About this task
From the listing below, copy each line where "person" occurs.

Recorded information
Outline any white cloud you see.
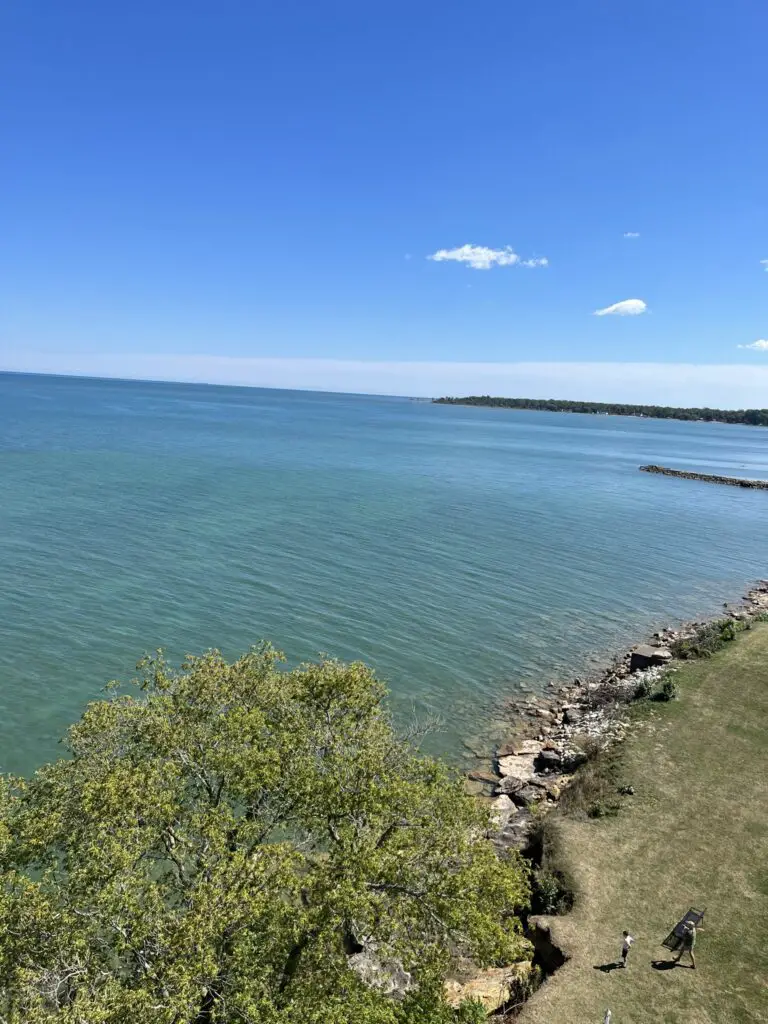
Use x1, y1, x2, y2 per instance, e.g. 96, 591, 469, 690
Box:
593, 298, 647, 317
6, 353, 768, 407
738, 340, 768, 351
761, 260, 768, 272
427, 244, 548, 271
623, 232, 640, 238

* * *

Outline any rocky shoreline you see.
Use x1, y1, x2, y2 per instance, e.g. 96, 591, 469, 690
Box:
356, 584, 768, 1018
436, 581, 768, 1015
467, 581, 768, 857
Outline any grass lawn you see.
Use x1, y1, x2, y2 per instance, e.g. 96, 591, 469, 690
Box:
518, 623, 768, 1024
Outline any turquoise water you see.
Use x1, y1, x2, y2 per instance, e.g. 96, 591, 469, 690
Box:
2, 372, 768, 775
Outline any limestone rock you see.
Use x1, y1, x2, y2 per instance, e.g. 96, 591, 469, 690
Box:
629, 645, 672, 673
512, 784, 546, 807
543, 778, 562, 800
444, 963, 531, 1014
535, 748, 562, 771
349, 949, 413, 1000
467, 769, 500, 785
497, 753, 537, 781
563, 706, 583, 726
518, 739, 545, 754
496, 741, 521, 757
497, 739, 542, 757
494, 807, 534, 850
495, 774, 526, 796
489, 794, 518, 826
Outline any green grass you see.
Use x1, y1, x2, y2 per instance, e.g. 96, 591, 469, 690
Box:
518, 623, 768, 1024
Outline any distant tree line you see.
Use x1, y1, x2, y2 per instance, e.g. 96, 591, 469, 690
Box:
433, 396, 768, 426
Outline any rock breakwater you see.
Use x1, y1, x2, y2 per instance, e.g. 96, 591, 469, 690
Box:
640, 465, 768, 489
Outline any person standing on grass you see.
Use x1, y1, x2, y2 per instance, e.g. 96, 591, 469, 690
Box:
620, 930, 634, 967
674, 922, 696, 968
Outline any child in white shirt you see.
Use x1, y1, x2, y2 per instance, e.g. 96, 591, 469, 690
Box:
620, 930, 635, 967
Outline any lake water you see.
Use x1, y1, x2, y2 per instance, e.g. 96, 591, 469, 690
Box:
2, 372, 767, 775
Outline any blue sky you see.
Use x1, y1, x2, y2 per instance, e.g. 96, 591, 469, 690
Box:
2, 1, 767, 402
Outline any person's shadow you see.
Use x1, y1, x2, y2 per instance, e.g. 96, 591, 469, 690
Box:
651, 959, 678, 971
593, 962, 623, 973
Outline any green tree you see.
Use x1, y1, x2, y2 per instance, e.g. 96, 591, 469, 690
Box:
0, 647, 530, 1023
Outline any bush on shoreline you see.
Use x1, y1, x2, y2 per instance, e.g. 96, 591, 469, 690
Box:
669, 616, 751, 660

--

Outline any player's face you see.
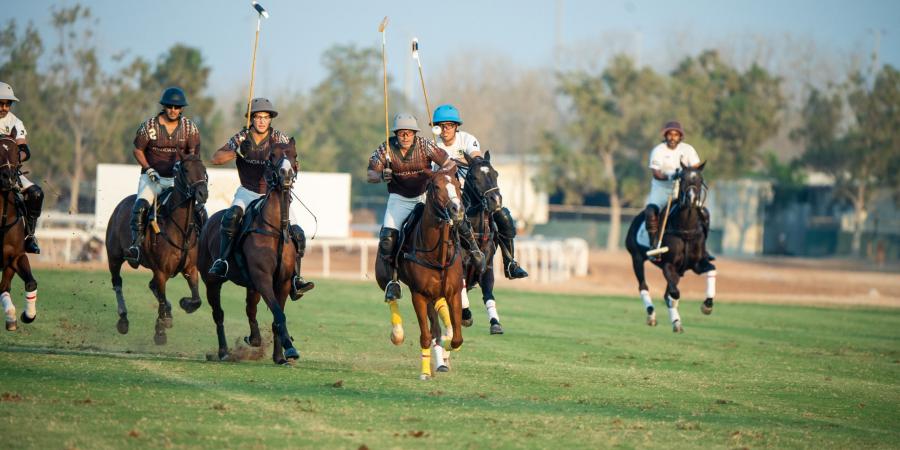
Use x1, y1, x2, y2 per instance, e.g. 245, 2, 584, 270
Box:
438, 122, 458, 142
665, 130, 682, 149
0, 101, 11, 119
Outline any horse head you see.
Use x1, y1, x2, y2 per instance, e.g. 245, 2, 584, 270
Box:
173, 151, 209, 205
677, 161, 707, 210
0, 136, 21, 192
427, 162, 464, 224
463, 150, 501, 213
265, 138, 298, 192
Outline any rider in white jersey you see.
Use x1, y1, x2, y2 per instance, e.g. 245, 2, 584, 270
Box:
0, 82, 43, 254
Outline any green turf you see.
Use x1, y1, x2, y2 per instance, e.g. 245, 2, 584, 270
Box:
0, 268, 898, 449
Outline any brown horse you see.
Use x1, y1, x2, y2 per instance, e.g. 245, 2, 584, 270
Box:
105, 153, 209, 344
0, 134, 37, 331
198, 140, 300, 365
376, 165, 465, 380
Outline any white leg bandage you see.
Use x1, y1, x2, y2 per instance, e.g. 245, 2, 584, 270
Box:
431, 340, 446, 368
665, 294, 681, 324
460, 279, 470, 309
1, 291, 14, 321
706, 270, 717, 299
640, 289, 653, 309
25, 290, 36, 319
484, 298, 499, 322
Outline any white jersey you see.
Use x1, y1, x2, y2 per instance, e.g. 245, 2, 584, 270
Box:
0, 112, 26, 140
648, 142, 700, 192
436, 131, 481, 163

Answer box
Outline any person standing on grass you see.
Outline any person's shadow you see.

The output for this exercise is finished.